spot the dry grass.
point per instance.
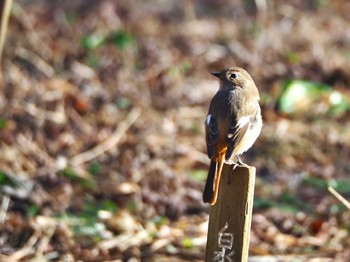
(102, 141)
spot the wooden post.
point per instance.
(230, 218)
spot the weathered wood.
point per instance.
(230, 218)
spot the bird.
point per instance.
(232, 125)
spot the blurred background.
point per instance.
(102, 142)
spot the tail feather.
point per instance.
(209, 185)
(217, 179)
(210, 193)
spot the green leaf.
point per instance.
(123, 103)
(122, 39)
(9, 180)
(109, 205)
(2, 123)
(32, 210)
(95, 168)
(302, 96)
(187, 242)
(92, 41)
(298, 94)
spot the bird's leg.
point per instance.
(239, 161)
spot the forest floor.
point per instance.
(102, 144)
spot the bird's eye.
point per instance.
(233, 75)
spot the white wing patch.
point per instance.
(243, 121)
(208, 119)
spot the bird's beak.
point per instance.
(216, 74)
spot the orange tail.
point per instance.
(210, 192)
(217, 178)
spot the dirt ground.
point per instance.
(102, 144)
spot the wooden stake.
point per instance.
(230, 218)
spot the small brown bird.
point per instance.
(232, 125)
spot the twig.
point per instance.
(109, 143)
(339, 197)
(4, 206)
(5, 13)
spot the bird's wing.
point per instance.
(235, 133)
(212, 134)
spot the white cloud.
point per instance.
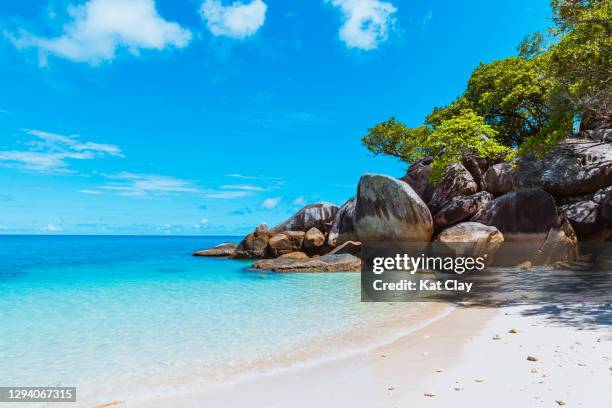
(144, 185)
(99, 27)
(51, 228)
(227, 195)
(366, 22)
(299, 201)
(270, 203)
(242, 187)
(49, 152)
(238, 20)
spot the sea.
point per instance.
(130, 317)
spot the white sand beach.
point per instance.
(471, 357)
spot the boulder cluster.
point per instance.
(546, 204)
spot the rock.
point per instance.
(470, 239)
(389, 210)
(583, 215)
(224, 249)
(318, 215)
(349, 247)
(461, 208)
(457, 181)
(600, 195)
(326, 263)
(605, 212)
(314, 239)
(599, 135)
(254, 245)
(521, 216)
(417, 177)
(288, 241)
(343, 228)
(294, 255)
(561, 245)
(498, 178)
(575, 167)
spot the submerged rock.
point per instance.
(389, 210)
(343, 227)
(224, 249)
(325, 263)
(318, 215)
(583, 215)
(314, 239)
(254, 245)
(471, 239)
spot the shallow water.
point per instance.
(118, 315)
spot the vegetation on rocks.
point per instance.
(526, 103)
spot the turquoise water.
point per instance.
(116, 315)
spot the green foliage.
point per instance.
(511, 95)
(447, 141)
(520, 104)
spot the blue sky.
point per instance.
(209, 117)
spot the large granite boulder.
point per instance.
(526, 215)
(457, 181)
(498, 178)
(288, 241)
(575, 167)
(461, 208)
(318, 215)
(314, 239)
(343, 228)
(471, 239)
(389, 210)
(584, 217)
(326, 263)
(417, 177)
(224, 249)
(254, 245)
(349, 247)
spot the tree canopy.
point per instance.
(527, 102)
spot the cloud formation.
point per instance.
(366, 23)
(144, 185)
(99, 27)
(238, 20)
(50, 152)
(270, 203)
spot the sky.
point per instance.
(208, 117)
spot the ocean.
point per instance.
(120, 317)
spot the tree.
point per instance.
(446, 142)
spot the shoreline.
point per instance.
(344, 344)
(466, 357)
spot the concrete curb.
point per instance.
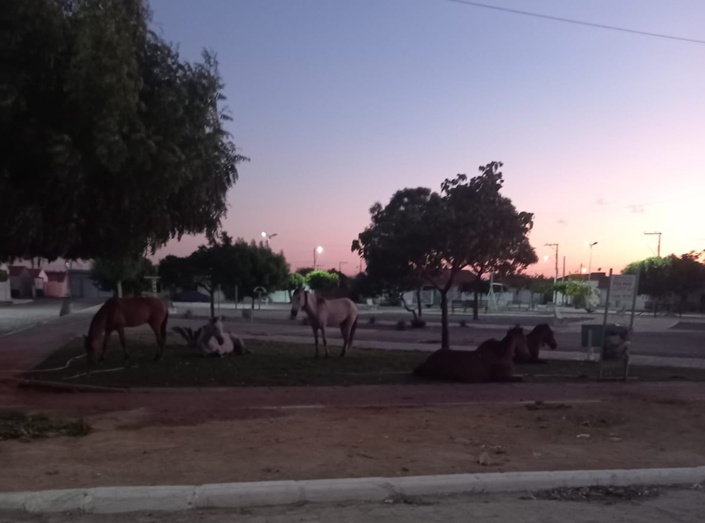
(268, 493)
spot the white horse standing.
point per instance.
(340, 312)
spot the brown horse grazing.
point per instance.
(118, 313)
(540, 336)
(491, 361)
(324, 313)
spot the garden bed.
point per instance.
(288, 364)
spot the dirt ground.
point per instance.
(163, 444)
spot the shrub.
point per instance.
(418, 323)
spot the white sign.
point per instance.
(622, 289)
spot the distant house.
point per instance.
(5, 295)
(56, 285)
(21, 282)
(82, 286)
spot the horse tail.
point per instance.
(352, 331)
(162, 327)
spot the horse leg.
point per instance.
(121, 335)
(161, 340)
(315, 338)
(325, 340)
(106, 337)
(345, 331)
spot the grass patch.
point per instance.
(26, 427)
(292, 364)
(270, 364)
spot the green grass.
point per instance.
(289, 364)
(26, 427)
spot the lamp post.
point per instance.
(316, 251)
(590, 260)
(268, 237)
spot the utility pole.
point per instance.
(658, 249)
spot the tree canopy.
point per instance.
(421, 235)
(234, 267)
(112, 143)
(665, 278)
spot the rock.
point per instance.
(484, 458)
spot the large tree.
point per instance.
(434, 236)
(112, 143)
(668, 278)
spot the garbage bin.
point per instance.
(591, 335)
(616, 342)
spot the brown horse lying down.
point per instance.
(540, 336)
(491, 361)
(118, 313)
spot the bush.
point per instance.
(418, 323)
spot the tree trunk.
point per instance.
(406, 306)
(445, 337)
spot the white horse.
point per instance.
(213, 340)
(341, 312)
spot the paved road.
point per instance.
(20, 316)
(682, 506)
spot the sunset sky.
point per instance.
(341, 103)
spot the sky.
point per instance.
(340, 103)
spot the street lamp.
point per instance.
(268, 237)
(316, 251)
(555, 277)
(590, 260)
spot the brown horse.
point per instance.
(540, 336)
(491, 361)
(322, 313)
(118, 313)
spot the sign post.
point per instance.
(622, 293)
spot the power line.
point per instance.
(578, 22)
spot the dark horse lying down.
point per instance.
(540, 336)
(491, 361)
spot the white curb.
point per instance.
(253, 494)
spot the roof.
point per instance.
(57, 276)
(17, 270)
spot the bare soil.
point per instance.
(165, 444)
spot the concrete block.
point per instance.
(254, 494)
(352, 489)
(109, 500)
(67, 500)
(13, 500)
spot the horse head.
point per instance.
(215, 328)
(298, 301)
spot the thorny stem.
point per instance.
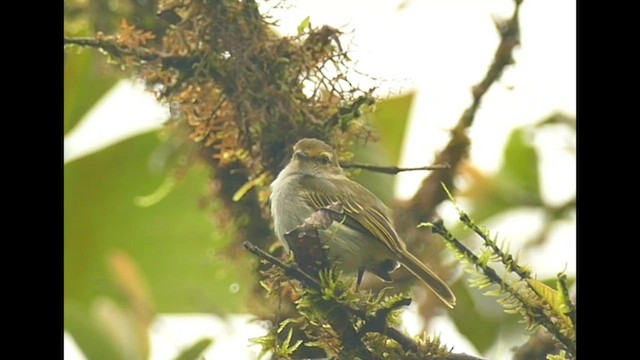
(506, 259)
(439, 228)
(296, 273)
(562, 278)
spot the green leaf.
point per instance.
(93, 342)
(520, 168)
(516, 184)
(173, 243)
(390, 119)
(84, 84)
(195, 351)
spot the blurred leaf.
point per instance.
(481, 330)
(516, 184)
(520, 167)
(174, 243)
(128, 277)
(195, 350)
(84, 84)
(558, 118)
(93, 342)
(122, 328)
(390, 119)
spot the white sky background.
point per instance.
(439, 48)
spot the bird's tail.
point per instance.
(419, 270)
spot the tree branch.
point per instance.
(393, 169)
(311, 257)
(429, 195)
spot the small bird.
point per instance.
(313, 179)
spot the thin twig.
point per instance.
(428, 196)
(393, 169)
(562, 278)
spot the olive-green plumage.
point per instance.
(366, 240)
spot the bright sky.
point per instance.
(439, 48)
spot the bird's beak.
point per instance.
(300, 155)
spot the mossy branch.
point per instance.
(353, 316)
(427, 198)
(533, 306)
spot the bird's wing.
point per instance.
(372, 217)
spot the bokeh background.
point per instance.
(145, 272)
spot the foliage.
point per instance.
(537, 303)
(233, 86)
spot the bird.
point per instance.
(366, 240)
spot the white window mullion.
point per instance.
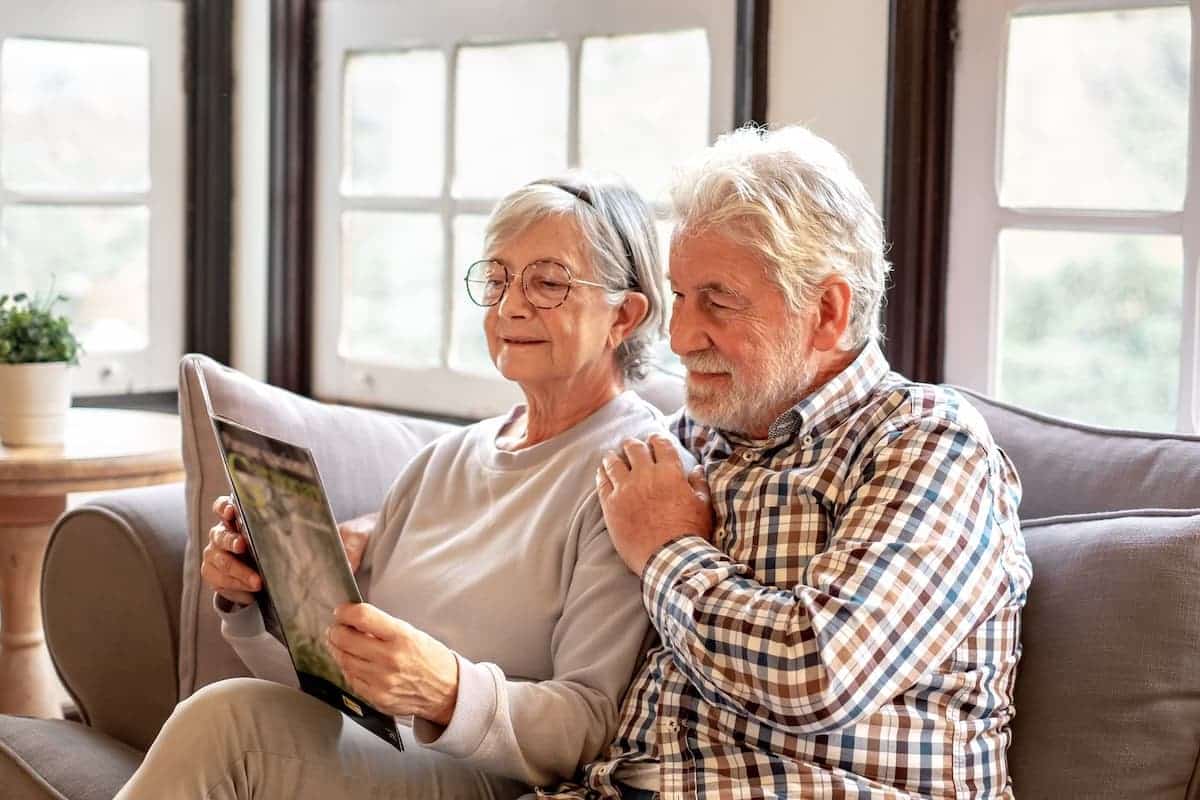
(1085, 221)
(574, 56)
(1189, 350)
(972, 280)
(448, 205)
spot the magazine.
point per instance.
(295, 548)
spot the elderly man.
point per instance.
(839, 608)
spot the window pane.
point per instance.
(391, 304)
(664, 356)
(395, 124)
(643, 104)
(94, 256)
(75, 116)
(510, 116)
(1096, 112)
(1091, 325)
(469, 347)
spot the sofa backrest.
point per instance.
(1068, 468)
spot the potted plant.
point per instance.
(36, 349)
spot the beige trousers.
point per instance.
(245, 738)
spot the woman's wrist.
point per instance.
(444, 690)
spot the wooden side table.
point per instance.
(105, 449)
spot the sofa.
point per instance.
(1108, 695)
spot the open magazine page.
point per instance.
(299, 554)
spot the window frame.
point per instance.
(157, 25)
(977, 217)
(443, 390)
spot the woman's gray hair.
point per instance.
(618, 238)
(791, 196)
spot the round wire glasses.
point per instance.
(546, 283)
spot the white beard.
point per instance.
(749, 402)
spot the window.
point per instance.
(427, 114)
(91, 179)
(1075, 210)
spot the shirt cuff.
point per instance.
(673, 564)
(240, 623)
(479, 697)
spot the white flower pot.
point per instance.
(34, 402)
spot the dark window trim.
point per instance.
(209, 178)
(750, 64)
(166, 402)
(292, 175)
(917, 181)
(291, 184)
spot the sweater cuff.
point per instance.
(241, 623)
(676, 561)
(479, 697)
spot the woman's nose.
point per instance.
(513, 302)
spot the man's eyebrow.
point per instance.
(711, 286)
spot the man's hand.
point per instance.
(394, 666)
(648, 500)
(354, 534)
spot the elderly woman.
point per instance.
(498, 615)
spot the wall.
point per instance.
(827, 70)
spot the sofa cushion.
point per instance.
(359, 453)
(54, 759)
(1108, 691)
(1068, 468)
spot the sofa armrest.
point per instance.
(111, 590)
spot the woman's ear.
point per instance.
(630, 313)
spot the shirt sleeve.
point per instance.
(540, 732)
(263, 654)
(913, 564)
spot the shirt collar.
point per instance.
(844, 391)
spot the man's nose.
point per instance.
(687, 332)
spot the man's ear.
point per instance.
(630, 313)
(832, 313)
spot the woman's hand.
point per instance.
(221, 569)
(394, 666)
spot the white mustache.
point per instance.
(707, 361)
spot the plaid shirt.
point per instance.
(853, 631)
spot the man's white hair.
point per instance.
(791, 197)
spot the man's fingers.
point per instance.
(238, 596)
(613, 467)
(665, 452)
(637, 453)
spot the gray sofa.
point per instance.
(1109, 686)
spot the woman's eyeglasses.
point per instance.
(546, 283)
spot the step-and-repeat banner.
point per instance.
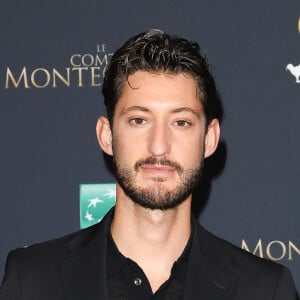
(53, 175)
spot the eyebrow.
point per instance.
(176, 110)
(134, 108)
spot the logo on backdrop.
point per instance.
(294, 70)
(274, 250)
(84, 69)
(95, 201)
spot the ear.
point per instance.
(212, 138)
(104, 135)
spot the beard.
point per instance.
(158, 196)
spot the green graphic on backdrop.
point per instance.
(95, 202)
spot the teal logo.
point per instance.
(95, 201)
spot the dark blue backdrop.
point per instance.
(47, 121)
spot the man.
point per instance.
(162, 123)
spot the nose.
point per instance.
(159, 140)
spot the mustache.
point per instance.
(153, 160)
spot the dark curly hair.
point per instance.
(156, 51)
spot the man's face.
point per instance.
(158, 138)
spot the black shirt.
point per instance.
(126, 280)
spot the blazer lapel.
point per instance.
(84, 272)
(207, 278)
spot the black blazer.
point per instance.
(74, 267)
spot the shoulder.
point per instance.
(56, 250)
(48, 252)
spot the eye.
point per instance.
(182, 123)
(137, 121)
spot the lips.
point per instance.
(157, 169)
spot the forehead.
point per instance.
(165, 90)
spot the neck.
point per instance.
(154, 239)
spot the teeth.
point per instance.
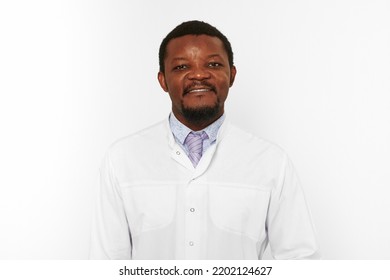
(200, 90)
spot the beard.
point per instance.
(200, 115)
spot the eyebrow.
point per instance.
(183, 58)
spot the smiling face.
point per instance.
(197, 77)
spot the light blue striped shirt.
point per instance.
(180, 132)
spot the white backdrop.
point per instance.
(313, 77)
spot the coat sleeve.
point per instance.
(290, 229)
(110, 237)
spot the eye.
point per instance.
(214, 64)
(180, 67)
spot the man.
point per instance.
(194, 186)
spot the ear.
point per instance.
(161, 80)
(233, 72)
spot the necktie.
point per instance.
(194, 143)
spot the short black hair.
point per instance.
(194, 27)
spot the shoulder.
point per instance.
(147, 137)
(248, 142)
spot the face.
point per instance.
(197, 77)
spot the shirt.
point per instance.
(180, 132)
(243, 195)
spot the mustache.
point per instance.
(196, 85)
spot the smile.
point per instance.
(200, 90)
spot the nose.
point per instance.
(198, 73)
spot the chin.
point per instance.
(199, 114)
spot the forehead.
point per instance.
(199, 44)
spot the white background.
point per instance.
(313, 77)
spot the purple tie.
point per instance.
(194, 143)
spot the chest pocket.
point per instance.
(149, 206)
(239, 209)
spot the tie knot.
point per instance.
(194, 143)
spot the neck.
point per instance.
(197, 125)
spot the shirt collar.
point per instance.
(180, 131)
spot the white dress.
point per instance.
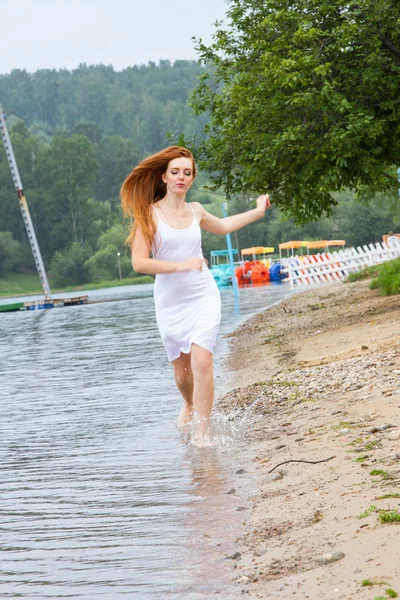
(188, 304)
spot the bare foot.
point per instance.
(185, 416)
(202, 432)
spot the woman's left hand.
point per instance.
(263, 203)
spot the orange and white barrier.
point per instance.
(333, 266)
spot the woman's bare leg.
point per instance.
(203, 394)
(184, 382)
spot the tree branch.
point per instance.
(310, 462)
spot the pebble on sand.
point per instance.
(330, 557)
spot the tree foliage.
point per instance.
(304, 99)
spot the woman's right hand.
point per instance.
(191, 264)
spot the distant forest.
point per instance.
(76, 136)
(143, 103)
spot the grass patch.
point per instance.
(367, 512)
(389, 516)
(388, 278)
(371, 445)
(317, 517)
(361, 458)
(387, 496)
(381, 473)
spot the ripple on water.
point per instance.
(99, 496)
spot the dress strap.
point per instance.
(156, 211)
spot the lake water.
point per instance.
(100, 497)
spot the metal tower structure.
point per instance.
(23, 205)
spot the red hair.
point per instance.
(144, 186)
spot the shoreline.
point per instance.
(321, 371)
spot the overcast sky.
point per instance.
(44, 34)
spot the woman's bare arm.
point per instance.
(142, 263)
(234, 222)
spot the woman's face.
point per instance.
(179, 175)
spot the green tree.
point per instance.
(304, 99)
(116, 157)
(104, 263)
(69, 267)
(10, 251)
(67, 177)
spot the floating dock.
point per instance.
(44, 304)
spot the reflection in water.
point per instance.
(213, 523)
(99, 496)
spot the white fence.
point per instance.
(333, 266)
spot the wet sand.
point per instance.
(322, 374)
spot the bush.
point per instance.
(69, 267)
(388, 279)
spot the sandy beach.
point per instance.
(321, 372)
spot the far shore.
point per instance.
(29, 285)
(322, 373)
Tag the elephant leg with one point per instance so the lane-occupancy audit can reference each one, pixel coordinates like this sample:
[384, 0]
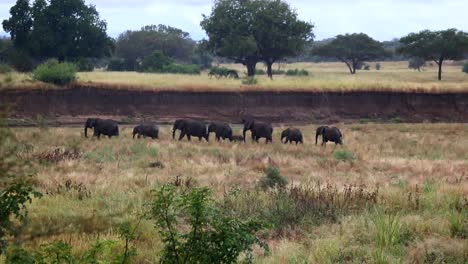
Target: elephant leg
[182, 134]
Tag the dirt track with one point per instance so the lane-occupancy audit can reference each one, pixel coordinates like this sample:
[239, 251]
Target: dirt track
[73, 105]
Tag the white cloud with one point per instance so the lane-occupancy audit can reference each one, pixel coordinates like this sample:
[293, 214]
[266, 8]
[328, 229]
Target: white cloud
[382, 19]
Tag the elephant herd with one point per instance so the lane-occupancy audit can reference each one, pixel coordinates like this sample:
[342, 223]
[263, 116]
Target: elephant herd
[192, 128]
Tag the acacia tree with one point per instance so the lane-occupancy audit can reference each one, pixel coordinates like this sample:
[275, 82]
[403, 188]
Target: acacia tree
[438, 46]
[250, 31]
[352, 49]
[133, 46]
[56, 28]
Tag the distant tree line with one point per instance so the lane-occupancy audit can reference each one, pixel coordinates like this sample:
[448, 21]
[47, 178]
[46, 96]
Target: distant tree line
[240, 31]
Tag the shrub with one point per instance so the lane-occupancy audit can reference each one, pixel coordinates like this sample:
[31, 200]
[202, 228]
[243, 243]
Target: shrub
[416, 63]
[5, 69]
[250, 80]
[119, 64]
[297, 72]
[181, 69]
[84, 65]
[388, 229]
[465, 67]
[55, 73]
[210, 237]
[21, 61]
[260, 72]
[273, 179]
[155, 62]
[344, 155]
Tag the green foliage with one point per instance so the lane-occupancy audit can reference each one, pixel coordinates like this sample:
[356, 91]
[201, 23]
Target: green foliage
[181, 68]
[60, 29]
[416, 63]
[84, 65]
[21, 61]
[465, 67]
[252, 31]
[210, 237]
[344, 155]
[155, 62]
[388, 229]
[56, 73]
[15, 189]
[273, 179]
[297, 72]
[249, 80]
[119, 64]
[458, 223]
[352, 49]
[438, 46]
[219, 72]
[5, 69]
[133, 46]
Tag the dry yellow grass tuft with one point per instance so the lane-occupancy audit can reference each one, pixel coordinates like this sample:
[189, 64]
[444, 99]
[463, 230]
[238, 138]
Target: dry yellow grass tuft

# # # #

**Aim of the task**
Word for word, quote the lines from the line containing "Tag the acacia" through the end of the material, both included, and nothing else.

**Solution**
Tag the acacia tree with one point per instance so the lane-occupancy audit can reference each one, pixel coordinates like this sample:
[275, 82]
[403, 188]
Target: acacia tree
[438, 46]
[250, 31]
[352, 49]
[133, 46]
[56, 28]
Tag the distant tree line with one point per instance so the lane-occupancy audit can reference each one, pixel coordinates like this sample:
[448, 21]
[47, 178]
[46, 96]
Target: distant tree line
[240, 31]
Tag the shrub with one point per instance so the lane-occupancy audit can reference each one, pixel coordinates like this sample:
[31, 200]
[202, 228]
[243, 243]
Target: shrub
[416, 63]
[5, 69]
[250, 80]
[119, 64]
[297, 72]
[181, 69]
[84, 65]
[388, 229]
[465, 67]
[55, 73]
[210, 237]
[21, 61]
[260, 72]
[273, 179]
[155, 62]
[344, 155]
Tag the green foliage with one point per instance so the lane-occupancy audit can reference each one, pixel coordinates like this sample:
[356, 91]
[201, 23]
Target: green foliage
[181, 68]
[60, 29]
[416, 63]
[84, 65]
[21, 61]
[465, 67]
[252, 31]
[210, 237]
[344, 155]
[155, 62]
[388, 229]
[56, 73]
[15, 189]
[273, 179]
[297, 72]
[249, 80]
[119, 64]
[458, 223]
[352, 49]
[438, 46]
[219, 72]
[5, 69]
[133, 46]
Tag the dry yellow grass tuft with one point per instance so the lane-occupancy audit can reference each one, pixel coordinates like this sample:
[189, 64]
[444, 99]
[463, 230]
[238, 138]
Target: dry yellow grass tuft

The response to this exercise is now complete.